## Given task:
Retype all of the data below verbatim, keeping every line and its original order.

[Saved data entries]
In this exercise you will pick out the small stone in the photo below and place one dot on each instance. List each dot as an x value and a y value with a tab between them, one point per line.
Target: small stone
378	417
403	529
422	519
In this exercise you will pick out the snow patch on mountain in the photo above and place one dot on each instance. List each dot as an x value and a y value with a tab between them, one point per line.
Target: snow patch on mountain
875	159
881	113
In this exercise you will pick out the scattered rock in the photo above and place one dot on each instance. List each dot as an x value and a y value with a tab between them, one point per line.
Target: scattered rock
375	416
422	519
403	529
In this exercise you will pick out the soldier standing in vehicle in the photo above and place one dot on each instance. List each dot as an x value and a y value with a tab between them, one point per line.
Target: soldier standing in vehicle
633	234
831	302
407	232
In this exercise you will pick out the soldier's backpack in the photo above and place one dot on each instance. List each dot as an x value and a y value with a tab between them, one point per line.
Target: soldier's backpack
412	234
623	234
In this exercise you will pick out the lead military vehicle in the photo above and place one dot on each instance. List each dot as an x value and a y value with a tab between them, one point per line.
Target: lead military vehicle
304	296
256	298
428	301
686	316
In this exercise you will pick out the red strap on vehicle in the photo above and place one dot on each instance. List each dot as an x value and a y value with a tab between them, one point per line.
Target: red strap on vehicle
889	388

## Task output:
In this exercise you will pick out the small stone in the photo below and place one dot on each instance. List each dot as an x value and a y value with a tab between them, one point per line.
Target: small stone
378	417
403	529
422	519
In this exercise you will pick out the snow patch on mountain in the photo above and place one dot on each instance. List each dot as an x value and a y value with a tab between them, one point per line.
Target: snow patch on mountain
875	159
881	113
In this exercise you will pick out the scattered rock in the photo above and place one dot on each instance. List each dot as an x value and a y value with a tab between them, one point per line.
Target: scattered rock
375	416
422	519
403	529
In this exercise you will pick out the soldier standing in vehicle in the photo above and place one dot on each instance. List each dot as an x value and a y value with a tab between them, one point per line.
Target: soldier standing in vehicle
633	234
831	302
407	232
In this exercise you will pick out the soldier's backpack in the photo above and place one dot on each instance. List each dot as an x value and a y value with a tab between them, one point per line.
Target: soldier's backpack
412	234
623	234
In this exercise you will pick out the lead military vehicle in the photo above and place one dot on each instance. List each dot as an x value and a y value with a tab between them, one point per line.
Target: lead military vehicle
304	296
256	298
428	301
686	316
In this exercise you will pick out the red strap on vehicle in the photo above and place one dot on each instance. List each dot as an x value and a y value with a tab between them, one point per line.
Target: red strap on vehicle
889	388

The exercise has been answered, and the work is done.